> **REQUIREMENTS**
In the forum thread about Clever, list every group of people named in the quoted slogan that begins "We are compatible with over x many applications".

> **SELECTED EXTRACT**
====
I would love to see a Clever in the finance space...requisitions, invoices,
purchase orders and the like.

I do foresee a problem with Clever. Their API is almost too simple. It would
be trivial for a school ERP provider to set up a 'Clever compatible' API
(since an API cannot be copyrighted) and either undercut the price or just
offer it for free to education software vendors to get that nice demo room 'We
are compatible with over x many applications for students, teachers, parents
and administrators!'

I hope that doesn't happen but the threat does seem to be there.

------
sethbannon
This is a perfect example of an "unsexy problem" that needed to be solved.
With so many people building education apps, it's great that someone decided
to take the time to work out some of the unsexy underlying issues in the space
that were slowing the pace of innovation. Standardizing and surfacing
educational data may not be the sexiest work, but it can spur the pace of
innovation across the entire domain.
====
> **RECORDED DATA**
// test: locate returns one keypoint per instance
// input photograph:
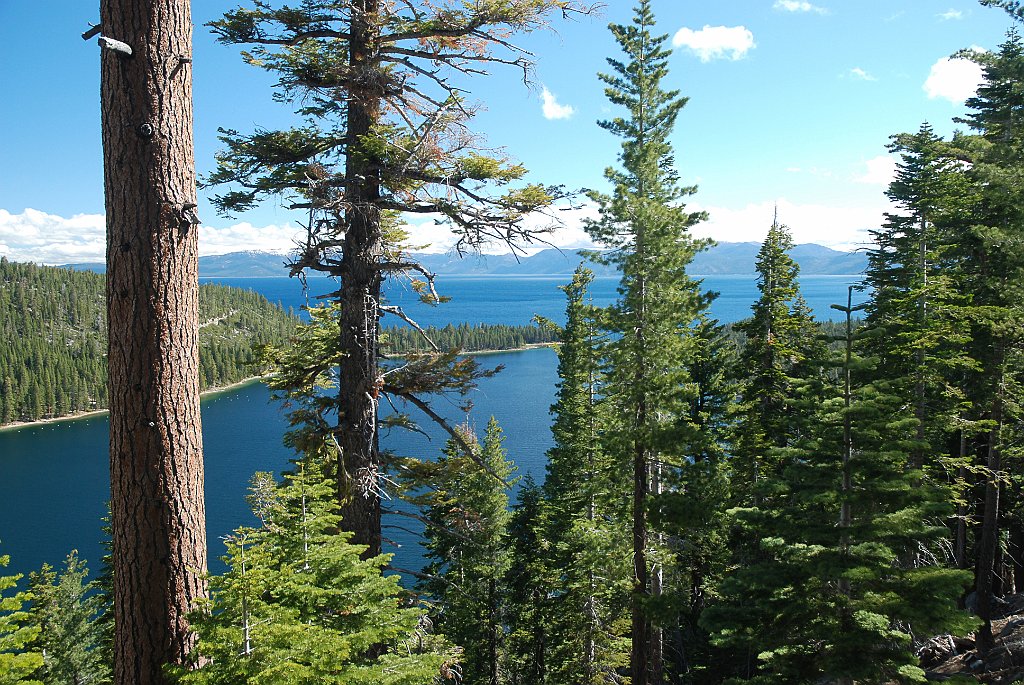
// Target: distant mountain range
====
> **RESPONSE FOR THIS EXERCISE**
students, teachers, parents, administrators